### [PROBLEMS TO SOLVE]
a - Rewrite the stretch of the colon cancer trial text from "If colon cancer" through "(NCI/NIH) R01 grant.", replacing "combination therapy" with "combined treatment".
b - Carry the colon cancer trial text forward, starting after its final sentence.

### [EXTRACT PROVIDED]
BEGIN

Chris Lieu, MD

If colon cancer is caught in its early stages, patients typically have a good chance of living five years past diagnosis, and beyond. However, for patients with late-stage, metastatic colon cancer, the chance drops dramatically, to a five-year survival rate of only about 12 percent. Now an innovative new clinical trial offered at the University of Colorado Cancer Center and partner institutions will look at a new combination therapy that may be effective in treating this advanced form of the disease.  This study is being supported by a National Cancer Institute/National Institutes of Health (NCI/NIH) R01 grant.

“Put very simply, we are investigating a combination of immune therapy and targeted therapies in hopes that we can help to extend patients’ lives,” explains Chris Lieu, MD, CU Cancer Center’s deputy associate director for clinical research, and principal investigator on the study.

While the 5 percent of patients with “microsatellite-instable” disease (MSI-H) are already treated with a combination immunotherapy targeted therapy, the current trial takes aim at approximately 95 percent of metastatic colorectal cancer patients with “microsatellite stable” (MSS) disease.

END

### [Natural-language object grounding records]
BEGIN

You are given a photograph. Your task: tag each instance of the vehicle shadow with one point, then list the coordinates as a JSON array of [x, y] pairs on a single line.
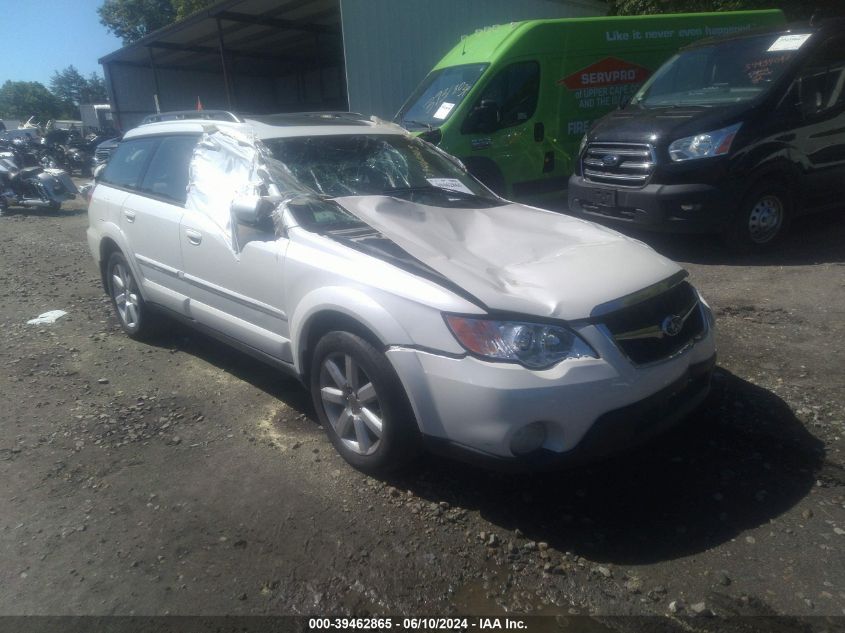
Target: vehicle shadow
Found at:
[[738, 462], [741, 460], [814, 239], [273, 382]]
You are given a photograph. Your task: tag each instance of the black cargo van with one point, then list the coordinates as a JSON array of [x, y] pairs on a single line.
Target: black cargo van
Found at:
[[736, 135]]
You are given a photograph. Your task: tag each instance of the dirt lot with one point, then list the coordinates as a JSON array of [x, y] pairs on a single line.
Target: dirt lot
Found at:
[[184, 478]]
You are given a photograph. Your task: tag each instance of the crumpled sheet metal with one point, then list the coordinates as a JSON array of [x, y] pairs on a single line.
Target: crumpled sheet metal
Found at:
[[517, 258], [224, 166], [227, 165]]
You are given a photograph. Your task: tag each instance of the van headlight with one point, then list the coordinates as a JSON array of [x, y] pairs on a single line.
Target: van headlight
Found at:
[[532, 345], [583, 145], [704, 145]]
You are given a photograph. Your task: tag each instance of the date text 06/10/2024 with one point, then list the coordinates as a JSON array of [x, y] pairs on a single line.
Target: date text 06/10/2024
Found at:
[[416, 624]]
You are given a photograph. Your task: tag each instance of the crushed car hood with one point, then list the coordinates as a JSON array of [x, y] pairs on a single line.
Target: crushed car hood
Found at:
[[516, 258]]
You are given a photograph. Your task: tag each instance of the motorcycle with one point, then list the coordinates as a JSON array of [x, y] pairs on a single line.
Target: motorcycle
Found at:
[[32, 187]]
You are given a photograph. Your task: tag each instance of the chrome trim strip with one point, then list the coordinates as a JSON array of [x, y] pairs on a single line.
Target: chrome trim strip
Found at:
[[591, 173], [162, 268], [234, 296], [639, 295], [653, 331]]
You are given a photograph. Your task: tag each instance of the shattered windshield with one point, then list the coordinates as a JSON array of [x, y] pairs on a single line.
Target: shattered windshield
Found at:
[[725, 73], [377, 164], [438, 95]]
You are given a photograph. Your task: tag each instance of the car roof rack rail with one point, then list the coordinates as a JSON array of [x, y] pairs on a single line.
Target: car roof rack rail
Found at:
[[182, 115]]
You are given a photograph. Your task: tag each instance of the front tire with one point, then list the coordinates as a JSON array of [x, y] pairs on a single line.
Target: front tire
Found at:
[[132, 312], [361, 403], [762, 219]]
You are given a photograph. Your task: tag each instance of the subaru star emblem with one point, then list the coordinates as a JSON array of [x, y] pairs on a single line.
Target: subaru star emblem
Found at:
[[672, 325]]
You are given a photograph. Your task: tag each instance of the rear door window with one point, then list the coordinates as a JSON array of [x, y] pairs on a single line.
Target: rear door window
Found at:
[[167, 175], [126, 166], [823, 78], [514, 90]]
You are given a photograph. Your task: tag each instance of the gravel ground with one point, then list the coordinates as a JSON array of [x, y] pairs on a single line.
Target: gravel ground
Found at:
[[183, 478]]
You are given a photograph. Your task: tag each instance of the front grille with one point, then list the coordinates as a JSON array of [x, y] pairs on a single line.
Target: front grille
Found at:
[[625, 164], [639, 329]]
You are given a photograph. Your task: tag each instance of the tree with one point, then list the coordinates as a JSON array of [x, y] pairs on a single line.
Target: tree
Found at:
[[184, 8], [72, 88], [131, 20], [23, 99], [794, 9]]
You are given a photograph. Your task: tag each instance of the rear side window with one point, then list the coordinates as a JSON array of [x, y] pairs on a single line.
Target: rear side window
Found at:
[[126, 165], [823, 78], [167, 175]]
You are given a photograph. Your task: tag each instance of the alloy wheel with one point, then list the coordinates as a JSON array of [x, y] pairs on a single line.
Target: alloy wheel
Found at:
[[765, 219], [351, 403], [125, 294]]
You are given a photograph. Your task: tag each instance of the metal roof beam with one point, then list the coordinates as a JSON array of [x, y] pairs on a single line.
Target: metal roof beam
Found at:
[[279, 23]]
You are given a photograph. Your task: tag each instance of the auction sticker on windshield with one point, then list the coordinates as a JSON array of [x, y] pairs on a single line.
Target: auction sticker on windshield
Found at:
[[444, 110], [452, 184], [789, 42]]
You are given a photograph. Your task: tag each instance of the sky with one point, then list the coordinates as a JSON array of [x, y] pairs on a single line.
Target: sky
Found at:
[[42, 36]]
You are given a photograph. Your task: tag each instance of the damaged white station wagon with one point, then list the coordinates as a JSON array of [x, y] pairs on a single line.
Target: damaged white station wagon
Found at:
[[418, 307]]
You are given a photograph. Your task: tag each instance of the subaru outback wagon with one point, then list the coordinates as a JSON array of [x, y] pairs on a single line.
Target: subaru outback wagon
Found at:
[[420, 309]]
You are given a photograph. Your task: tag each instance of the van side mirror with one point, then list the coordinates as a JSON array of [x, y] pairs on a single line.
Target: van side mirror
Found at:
[[251, 210], [483, 118]]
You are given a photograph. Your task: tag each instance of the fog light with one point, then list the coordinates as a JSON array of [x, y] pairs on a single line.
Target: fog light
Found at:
[[528, 438]]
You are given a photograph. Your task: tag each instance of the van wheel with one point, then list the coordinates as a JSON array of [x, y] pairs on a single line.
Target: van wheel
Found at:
[[762, 219], [362, 405], [133, 314]]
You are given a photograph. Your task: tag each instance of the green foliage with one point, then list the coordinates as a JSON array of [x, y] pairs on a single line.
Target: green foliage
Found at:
[[23, 99], [184, 8], [72, 88], [794, 9], [130, 20]]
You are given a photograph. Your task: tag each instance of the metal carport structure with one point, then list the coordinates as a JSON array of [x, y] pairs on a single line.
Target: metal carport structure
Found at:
[[259, 56]]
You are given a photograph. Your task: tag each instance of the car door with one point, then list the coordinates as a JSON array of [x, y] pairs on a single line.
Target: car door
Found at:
[[150, 218], [235, 281], [501, 128], [822, 134]]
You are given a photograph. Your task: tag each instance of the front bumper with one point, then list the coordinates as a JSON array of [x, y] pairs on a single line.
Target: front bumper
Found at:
[[471, 409], [683, 208]]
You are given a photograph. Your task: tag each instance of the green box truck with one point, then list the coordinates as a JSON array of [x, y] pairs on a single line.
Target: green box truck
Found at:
[[513, 101]]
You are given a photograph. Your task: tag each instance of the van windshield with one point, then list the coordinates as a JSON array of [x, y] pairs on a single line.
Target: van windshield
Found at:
[[438, 95], [721, 74]]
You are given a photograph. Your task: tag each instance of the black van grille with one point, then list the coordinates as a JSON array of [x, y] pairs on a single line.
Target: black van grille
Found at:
[[640, 329], [625, 164]]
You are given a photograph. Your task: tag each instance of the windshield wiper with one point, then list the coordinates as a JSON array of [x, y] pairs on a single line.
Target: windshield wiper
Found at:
[[431, 189], [418, 123]]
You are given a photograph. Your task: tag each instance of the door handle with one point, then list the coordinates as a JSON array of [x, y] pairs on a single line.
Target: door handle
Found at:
[[194, 237]]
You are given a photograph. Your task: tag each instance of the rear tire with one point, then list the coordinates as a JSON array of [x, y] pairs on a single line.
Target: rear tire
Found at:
[[133, 314], [762, 219], [362, 404]]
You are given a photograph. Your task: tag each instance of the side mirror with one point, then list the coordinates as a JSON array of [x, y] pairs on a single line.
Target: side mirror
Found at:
[[483, 118], [251, 210]]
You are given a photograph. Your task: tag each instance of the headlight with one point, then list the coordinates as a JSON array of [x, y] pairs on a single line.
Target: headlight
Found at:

END

### [ANSWERS FOR EACH ITEM]
a -
If colon cancer is caught in its early stages, patients typically have a good chance of living five years past diagnosis, and beyond. However, for patients with late-stage, metastatic colon cancer, the chance drops dramatically, to a five-year survival rate of only about 12 percent. Now an innovative new clinical trial offered at the University of Colorado Cancer Center and partner institutions will look at a new combined treatment that may be effective in treating this advanced form of the disease.  This study is being supported by a National Cancer Institute/National Institutes of Health (NCI/NIH) R01 grant.

b -
“Our thought is that if we use a more robust combination of two targeted therapies and one immune therapy, we may get a better response rate,” says Lieu.

The trial’s two targeted therapies include the VEGF inhibitor, bevacizumab, and the MEK inhibitor, binimetinib. The immunotherapy is the PD-1 inhibitor, pembrolizumab.

VEGF stimulates cell growth and survival, and improper activation of VEGF can help new tumors establish a vascular system that feeds its growth. MEK is a protein that is often improperly activated in many types of cancer, allowing mutations in other genes important to tumor growth. And PD-1 is like a “white flag” that tumor cells can wave to deactivate the immune system. Researchers hope that the combination of bevacizumab, binimetinib, and pembrolizumab will turn off VEGF, MEK and PD-1, respectively, delivering a potent, three-part attack against metastatic microsatellite stable colorectal cancer.

The NCI/NIH R01 grant will also support the investigation of tumor tissue to look for biomarkers that may explain why the combination of drugs work or don’t work.  “By determining why our treatments are effective or not, we may be able to select the patients that are most likely to respond to this combination. We can also investigate why tumors are resistant to these treatments in order to propose a more effective combination in the future.”

This collaborative effort includes multiple scientists and laboratory teams, including Dr. Todd Pitts, Dr. Kimberly Jordan, Julie Lang, and the Human Immunology and Immunotherapy Initiative (HI3).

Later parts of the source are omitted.